→ **WRITTEN INSTRUCTION**
Please copy the lines below word for word, everything from the line containing "the paved courtyard" down to the line containing "[246,241,344,287]", with both of those lines included.

→ **LISTED RECORDS**
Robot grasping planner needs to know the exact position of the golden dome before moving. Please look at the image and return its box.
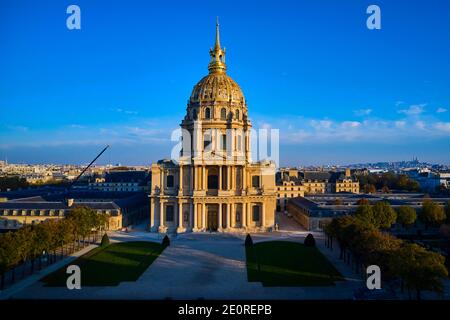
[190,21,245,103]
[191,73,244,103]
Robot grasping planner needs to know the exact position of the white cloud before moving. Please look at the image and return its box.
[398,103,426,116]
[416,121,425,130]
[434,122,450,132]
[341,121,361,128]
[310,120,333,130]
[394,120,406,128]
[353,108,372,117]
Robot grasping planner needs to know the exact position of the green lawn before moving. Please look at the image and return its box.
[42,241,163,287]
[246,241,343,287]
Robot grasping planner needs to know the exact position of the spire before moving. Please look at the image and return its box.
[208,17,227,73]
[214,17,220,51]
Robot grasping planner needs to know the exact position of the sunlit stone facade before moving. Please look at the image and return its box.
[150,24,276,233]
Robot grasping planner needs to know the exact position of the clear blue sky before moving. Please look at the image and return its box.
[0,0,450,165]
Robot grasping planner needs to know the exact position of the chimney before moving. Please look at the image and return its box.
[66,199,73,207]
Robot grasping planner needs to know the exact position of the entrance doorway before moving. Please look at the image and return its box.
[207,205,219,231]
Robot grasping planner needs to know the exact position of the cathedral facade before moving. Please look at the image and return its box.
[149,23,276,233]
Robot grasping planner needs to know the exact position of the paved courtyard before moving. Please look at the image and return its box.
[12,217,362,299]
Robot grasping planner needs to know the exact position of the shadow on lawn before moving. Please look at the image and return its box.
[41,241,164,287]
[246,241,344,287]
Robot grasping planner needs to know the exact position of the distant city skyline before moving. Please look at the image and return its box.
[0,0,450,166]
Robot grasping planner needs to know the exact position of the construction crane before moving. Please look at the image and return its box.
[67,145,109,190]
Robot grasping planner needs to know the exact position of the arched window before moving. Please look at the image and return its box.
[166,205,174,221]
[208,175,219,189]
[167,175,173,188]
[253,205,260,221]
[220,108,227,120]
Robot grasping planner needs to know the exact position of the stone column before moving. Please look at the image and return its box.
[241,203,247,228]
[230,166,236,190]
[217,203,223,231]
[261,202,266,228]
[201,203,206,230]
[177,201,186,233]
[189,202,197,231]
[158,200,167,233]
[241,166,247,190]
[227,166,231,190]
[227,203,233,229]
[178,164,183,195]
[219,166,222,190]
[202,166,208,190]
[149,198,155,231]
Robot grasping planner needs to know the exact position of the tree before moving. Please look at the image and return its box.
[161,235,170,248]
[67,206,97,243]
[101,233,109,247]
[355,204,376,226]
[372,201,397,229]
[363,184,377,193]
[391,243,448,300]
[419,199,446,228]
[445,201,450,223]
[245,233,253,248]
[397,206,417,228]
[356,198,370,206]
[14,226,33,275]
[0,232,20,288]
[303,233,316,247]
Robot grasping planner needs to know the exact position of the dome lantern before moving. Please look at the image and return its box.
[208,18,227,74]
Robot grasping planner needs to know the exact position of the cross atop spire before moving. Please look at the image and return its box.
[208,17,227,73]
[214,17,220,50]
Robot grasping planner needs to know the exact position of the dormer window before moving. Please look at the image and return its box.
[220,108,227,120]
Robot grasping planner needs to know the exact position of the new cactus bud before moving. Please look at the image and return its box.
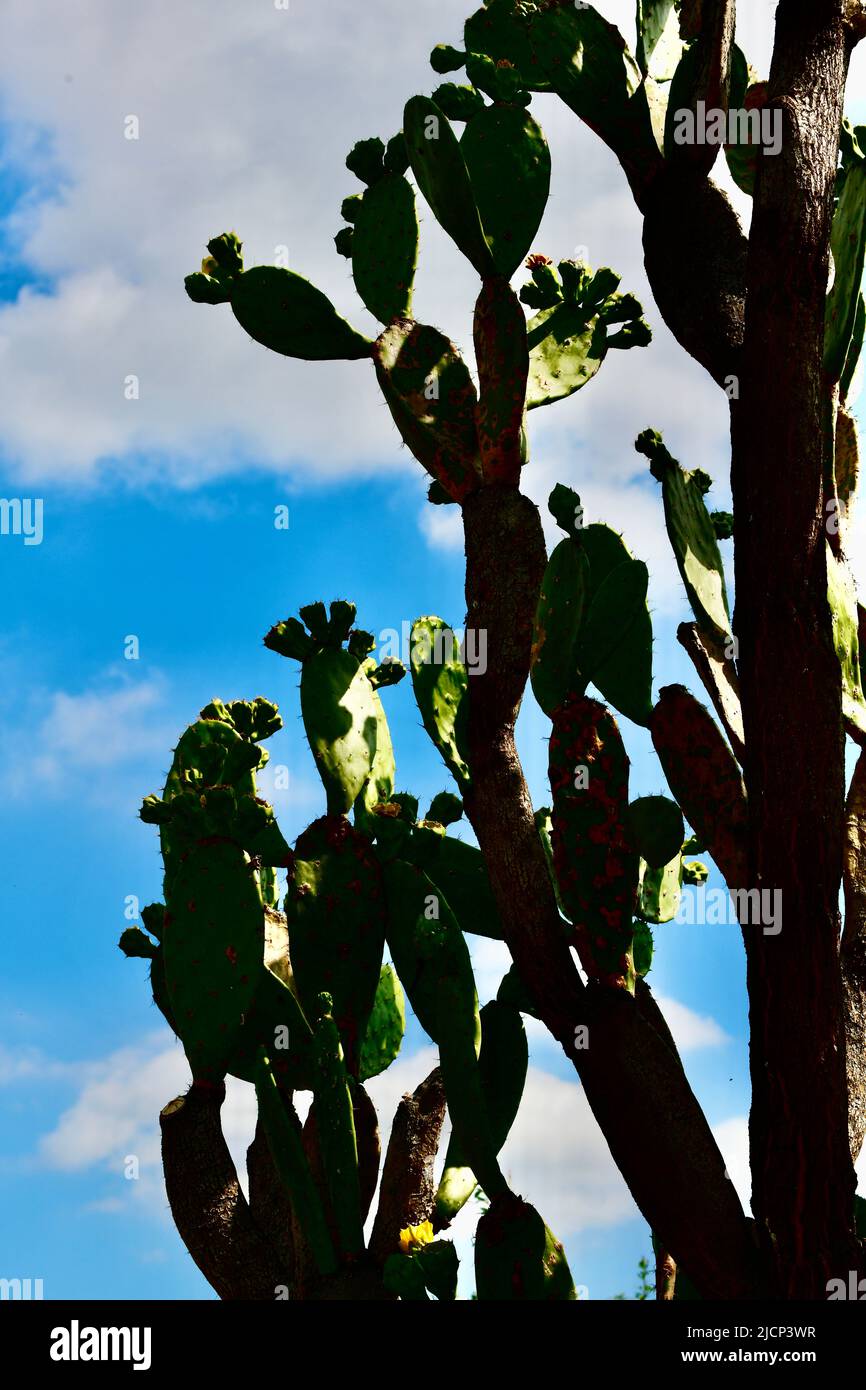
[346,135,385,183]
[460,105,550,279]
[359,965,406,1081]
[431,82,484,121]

...

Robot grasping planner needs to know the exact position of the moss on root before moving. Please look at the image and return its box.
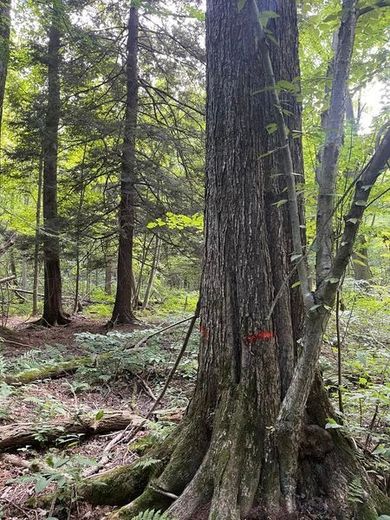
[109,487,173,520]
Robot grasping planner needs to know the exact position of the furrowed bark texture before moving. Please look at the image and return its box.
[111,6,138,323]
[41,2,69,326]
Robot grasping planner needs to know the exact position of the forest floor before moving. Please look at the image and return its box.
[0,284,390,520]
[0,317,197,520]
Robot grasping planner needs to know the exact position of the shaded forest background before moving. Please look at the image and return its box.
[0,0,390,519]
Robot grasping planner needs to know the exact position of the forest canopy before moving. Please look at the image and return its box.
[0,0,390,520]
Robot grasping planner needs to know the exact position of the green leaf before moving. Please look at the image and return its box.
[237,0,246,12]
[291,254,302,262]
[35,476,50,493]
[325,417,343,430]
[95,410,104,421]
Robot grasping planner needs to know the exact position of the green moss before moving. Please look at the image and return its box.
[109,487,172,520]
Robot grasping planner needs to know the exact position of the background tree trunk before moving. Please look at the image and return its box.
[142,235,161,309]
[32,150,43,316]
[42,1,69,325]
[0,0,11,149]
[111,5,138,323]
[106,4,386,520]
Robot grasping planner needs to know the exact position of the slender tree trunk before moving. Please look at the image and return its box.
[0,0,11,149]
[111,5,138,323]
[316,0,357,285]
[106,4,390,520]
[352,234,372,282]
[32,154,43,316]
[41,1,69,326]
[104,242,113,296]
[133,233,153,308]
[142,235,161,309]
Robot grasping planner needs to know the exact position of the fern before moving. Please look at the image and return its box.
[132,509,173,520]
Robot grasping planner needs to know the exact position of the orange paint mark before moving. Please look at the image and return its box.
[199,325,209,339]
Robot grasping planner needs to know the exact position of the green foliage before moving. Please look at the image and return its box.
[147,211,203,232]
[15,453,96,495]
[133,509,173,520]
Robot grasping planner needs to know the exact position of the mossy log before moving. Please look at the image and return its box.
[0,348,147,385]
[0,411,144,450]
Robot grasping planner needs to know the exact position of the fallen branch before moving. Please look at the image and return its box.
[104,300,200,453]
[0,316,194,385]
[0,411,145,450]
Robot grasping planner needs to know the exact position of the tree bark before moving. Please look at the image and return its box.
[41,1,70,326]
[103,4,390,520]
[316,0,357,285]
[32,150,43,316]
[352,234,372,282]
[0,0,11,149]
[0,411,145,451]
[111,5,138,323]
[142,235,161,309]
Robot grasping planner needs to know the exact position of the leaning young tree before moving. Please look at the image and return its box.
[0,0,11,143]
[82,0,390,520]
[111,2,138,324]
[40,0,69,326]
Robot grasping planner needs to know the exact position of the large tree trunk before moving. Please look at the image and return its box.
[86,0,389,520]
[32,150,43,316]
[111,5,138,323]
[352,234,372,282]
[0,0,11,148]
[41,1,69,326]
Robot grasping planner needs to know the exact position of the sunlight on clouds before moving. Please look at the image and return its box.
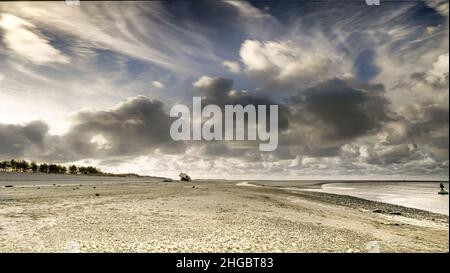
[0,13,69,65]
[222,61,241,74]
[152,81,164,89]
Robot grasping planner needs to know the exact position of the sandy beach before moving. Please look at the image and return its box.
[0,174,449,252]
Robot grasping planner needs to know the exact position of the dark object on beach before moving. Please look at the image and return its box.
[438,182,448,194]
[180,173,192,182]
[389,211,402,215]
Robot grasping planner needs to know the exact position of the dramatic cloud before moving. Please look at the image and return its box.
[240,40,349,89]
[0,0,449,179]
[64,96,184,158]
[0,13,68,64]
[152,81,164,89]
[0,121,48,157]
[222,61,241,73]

---

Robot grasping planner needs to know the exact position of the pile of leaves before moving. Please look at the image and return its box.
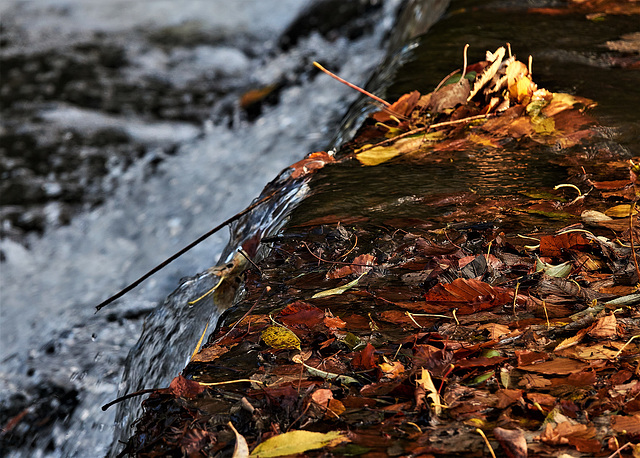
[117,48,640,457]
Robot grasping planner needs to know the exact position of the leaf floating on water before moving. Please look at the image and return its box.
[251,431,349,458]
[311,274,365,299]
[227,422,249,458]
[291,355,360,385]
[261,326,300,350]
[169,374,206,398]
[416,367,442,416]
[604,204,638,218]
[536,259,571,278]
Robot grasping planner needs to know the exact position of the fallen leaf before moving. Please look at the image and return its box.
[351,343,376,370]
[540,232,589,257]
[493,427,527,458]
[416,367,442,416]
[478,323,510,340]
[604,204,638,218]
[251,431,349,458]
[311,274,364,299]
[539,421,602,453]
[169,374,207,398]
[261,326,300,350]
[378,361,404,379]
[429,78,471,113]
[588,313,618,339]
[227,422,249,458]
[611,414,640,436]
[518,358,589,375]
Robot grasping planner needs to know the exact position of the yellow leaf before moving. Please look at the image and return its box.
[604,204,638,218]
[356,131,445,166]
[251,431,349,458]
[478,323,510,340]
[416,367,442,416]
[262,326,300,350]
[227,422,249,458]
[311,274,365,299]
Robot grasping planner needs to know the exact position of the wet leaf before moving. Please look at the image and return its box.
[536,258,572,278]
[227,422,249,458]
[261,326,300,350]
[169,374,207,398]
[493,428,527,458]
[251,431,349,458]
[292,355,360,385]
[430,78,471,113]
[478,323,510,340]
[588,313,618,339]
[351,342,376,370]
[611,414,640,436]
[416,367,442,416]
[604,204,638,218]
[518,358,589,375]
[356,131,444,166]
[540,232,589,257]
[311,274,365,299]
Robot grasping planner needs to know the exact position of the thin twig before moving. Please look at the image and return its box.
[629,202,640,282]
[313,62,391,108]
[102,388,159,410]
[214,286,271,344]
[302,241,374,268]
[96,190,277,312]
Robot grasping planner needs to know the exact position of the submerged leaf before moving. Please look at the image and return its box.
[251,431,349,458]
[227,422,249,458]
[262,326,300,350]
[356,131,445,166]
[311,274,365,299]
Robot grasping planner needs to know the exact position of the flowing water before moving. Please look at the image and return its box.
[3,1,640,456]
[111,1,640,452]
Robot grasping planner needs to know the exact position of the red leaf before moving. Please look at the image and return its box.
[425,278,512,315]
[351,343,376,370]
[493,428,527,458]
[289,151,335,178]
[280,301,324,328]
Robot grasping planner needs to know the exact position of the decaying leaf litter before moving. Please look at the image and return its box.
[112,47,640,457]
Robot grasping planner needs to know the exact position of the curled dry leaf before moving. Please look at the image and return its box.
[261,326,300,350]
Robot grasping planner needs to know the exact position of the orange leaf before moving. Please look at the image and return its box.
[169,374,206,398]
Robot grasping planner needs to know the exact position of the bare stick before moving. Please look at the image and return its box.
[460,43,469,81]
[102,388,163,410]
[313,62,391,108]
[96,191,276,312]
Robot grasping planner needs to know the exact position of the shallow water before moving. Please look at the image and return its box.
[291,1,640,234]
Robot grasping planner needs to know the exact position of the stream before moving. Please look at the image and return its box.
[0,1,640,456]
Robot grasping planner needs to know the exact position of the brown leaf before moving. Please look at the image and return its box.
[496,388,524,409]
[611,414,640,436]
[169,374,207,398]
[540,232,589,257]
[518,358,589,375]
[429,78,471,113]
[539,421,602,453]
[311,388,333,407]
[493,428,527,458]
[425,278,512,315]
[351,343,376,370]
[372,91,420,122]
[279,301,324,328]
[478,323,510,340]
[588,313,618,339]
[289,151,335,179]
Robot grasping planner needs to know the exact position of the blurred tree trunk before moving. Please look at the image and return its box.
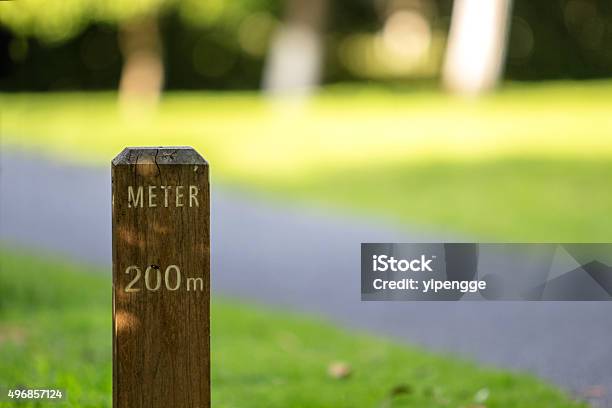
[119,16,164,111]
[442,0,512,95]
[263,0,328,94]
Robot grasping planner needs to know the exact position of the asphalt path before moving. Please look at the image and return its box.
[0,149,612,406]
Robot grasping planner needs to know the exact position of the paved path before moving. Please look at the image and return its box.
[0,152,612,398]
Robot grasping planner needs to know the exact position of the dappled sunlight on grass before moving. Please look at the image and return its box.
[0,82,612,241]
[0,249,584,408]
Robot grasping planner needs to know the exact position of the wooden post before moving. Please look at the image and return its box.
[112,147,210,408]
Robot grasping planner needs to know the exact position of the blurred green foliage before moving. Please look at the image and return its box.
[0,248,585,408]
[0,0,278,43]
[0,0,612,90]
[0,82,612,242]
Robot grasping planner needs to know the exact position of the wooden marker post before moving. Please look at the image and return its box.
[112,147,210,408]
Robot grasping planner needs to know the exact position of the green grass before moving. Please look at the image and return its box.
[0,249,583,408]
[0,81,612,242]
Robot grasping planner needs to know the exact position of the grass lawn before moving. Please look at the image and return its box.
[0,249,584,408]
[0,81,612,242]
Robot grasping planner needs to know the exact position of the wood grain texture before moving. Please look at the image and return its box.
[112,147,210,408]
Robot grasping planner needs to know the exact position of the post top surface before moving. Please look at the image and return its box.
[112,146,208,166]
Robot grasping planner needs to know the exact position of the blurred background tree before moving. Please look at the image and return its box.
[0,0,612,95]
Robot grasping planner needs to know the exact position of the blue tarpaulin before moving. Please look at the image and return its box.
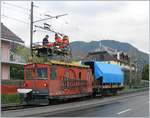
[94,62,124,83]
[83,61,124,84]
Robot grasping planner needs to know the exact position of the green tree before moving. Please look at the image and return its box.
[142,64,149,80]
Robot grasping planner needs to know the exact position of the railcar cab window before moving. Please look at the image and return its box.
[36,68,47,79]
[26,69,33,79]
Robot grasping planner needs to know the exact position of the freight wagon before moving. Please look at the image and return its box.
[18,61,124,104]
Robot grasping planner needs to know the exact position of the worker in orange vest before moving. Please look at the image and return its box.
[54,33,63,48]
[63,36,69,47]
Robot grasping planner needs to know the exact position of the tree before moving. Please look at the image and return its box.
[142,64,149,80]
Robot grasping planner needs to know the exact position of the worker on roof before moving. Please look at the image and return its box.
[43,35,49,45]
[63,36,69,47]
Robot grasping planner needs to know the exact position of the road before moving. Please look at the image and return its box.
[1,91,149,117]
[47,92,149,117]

→ **COMPLETE RESPONSE**
Robot grasping planner needs to know the exact position of the paved courtyard before moving. Please look at the image and return its box.
[12,217,362,299]
Robot grasping planner needs to know the exact position of the shadow on lawn before moving. Please look at the image and return its box.
[41,241,164,287]
[246,241,344,287]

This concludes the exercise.